■ **GIVEN PASSAGE**:
....

The Little Dude was happy having flung dirt every which way. I was scratched, sweaty and sore but hopeful … kind of like how I feel looking at the outline of my next book. Like the garden, there’s not much to look at. I once showed the outline of Switchcraft to my agent and she immediately called me expressing much concern that there wasn’t a book in it. I explained it was an outline, you know, like the charcoal sketches that Michelangelo did detailing hands, feet and I think a nose or two of the characters he’d eventually painted onto the ceiling of the Sistine Chapel. My explanation was met with tense silence. It was a tough road but as you know, it all turned out okay for both Michelangelo and to a lesser extent, Switchcraft.

Anyway, I got to thinking that us gardeners and writers have to have a lot of patience and a lot of hope to pull it off. We have to look at the bald spots and churned up soil and imagine the the gray-green spires of the irises and their ruffled flowers. We have to hope that the vulnerable seeds will work their magic in the dark soil. Even when their brave, tender bodies break ground, we fear some careless shoe will crush it. Of course, there’s work to be done in the watering, feeding and weeding; a garden, nor a book is possible without work … sometimes very tedious and repetitive work.

So keep that thought in mind when you hit page 200 and wonder if maybe you oughta go back and rethink this idea. Or, when you get revision notes from your agent/editor/critique partner on the eighth draft of your book. In other words, when you’re this close to giving up, remember that gardens and books are only as good as those who tend to them. Wimps need not apply.

Okay, I admit that I wrote that more for my benefit than yours but if it works for you, cool. If not, sorry. I’m sure my buddy Margo Candela is blogging about something much more interesting than I am.

But if you have little people running loose in your house, may I recommend the following? The Little Dude gives it two thumbs up.

[youtube=http://www.youtube.com/watch?v=eLw3ExL18r8&hl=en&fs=1]

The Way We Were

This weekend I threw a baby shower for my bestest friend, Jen Mahal. (Look at us from my wedding in 2000 … weren’t we dishy?) It’s a real moment of truth seeing the shy girl you met in high school drama class become a mother. As I looked across the table at her, I wondered what happened to the girls we were? Firmly ensconced in our thirties, we’re now wives and mothers; professional writers and journalists. It’s safe to say that we’re officially adults and yet speaking for myself, I don’t feel like one.

....

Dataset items
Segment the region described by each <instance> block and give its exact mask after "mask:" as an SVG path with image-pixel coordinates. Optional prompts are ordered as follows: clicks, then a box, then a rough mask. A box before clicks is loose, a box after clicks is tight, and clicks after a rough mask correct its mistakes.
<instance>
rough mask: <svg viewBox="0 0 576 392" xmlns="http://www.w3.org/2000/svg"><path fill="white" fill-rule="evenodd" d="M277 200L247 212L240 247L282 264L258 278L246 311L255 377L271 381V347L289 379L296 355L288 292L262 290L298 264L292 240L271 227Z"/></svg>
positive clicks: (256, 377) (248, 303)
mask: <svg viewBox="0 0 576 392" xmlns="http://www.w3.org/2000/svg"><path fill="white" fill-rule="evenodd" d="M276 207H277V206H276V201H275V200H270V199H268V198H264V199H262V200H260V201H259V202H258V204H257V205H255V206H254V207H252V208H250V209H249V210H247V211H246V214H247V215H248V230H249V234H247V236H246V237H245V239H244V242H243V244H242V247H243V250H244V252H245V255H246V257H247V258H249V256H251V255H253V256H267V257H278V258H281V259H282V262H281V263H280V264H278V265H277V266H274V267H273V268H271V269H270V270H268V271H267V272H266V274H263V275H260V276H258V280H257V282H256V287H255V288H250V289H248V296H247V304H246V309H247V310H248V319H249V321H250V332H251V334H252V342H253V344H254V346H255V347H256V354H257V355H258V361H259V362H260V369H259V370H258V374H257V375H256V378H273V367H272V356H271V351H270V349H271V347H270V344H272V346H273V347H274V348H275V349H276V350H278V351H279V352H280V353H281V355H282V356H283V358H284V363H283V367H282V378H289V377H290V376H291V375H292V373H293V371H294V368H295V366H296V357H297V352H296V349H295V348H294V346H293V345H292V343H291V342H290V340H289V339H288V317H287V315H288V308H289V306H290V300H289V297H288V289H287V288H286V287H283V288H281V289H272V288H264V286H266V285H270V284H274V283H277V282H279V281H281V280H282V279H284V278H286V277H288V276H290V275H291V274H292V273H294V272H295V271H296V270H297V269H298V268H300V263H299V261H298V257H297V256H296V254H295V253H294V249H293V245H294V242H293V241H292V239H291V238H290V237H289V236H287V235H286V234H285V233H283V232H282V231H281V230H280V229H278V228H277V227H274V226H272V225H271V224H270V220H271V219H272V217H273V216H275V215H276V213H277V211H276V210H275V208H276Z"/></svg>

....

■ **COMPLETE THE FOLLOWING**:
1. In the blog post, what worry did the agent raise after seeing the outline of Switchcraft?
2. Pick up the blog post right after its last sentence and keep writing it.

■ **EXPECTED RESPONSES**:
1. She was worried that there wasn't a book in it.

2.
I certainly don’t dress like one as evidenced by this photo taken at the San Diego Burn Run in July:

I’m beginning to suspect that like F. Scott Fitzgerald’s Benjamin Buttons, the older I get, the less mature I become and you know what? I like the person I see in the mirror. She makes me laugh. She doesn’t get all het up over saying stupid things, or not appearing cool because she now knows that “cool people” are, in actuality, boring people who wouldn’t know a good fart joke if it came out of their own ass.

As we get older, our lives get harder and yet, it doesn’t help if you become hard. This past January I had to find a new agent and embrace that my writing had changed, rather than try to replicate what I’d been doing with my past books.

If I had allowed the experience to harden me, I don’t think I could’ve kept going. If I hadn’t learned to roll my eyes and channel anger into action, I wouldn’t have found my way out of the darkness. This summer I revised The Ballad of Aracely Calderon (again), I spent a lot of time with my family and published a feature story looking back at the life and career of Ritchie Valens (yes, I got to meet the Donna!); I profiled Jay Hernandez from Hostel in Latino Future and Jose Aponte, director of the San Diego County Library. Next month, I will see my very first cover story in Rise Up magazine about the civil rights case, Mendez v. Westminster. From the emails I’ve received, my story on biracial Latinas in LatinaVoz helped some readers understand the racism they’ve experienced from their own families.

I never would’ve had these adventures if I’d kept plodding along doing the same thing. This fall, starting with Ylse creator and star, Ruth Livier on Tuesday, I hope to introduce you to more women who are daring, playful and brave.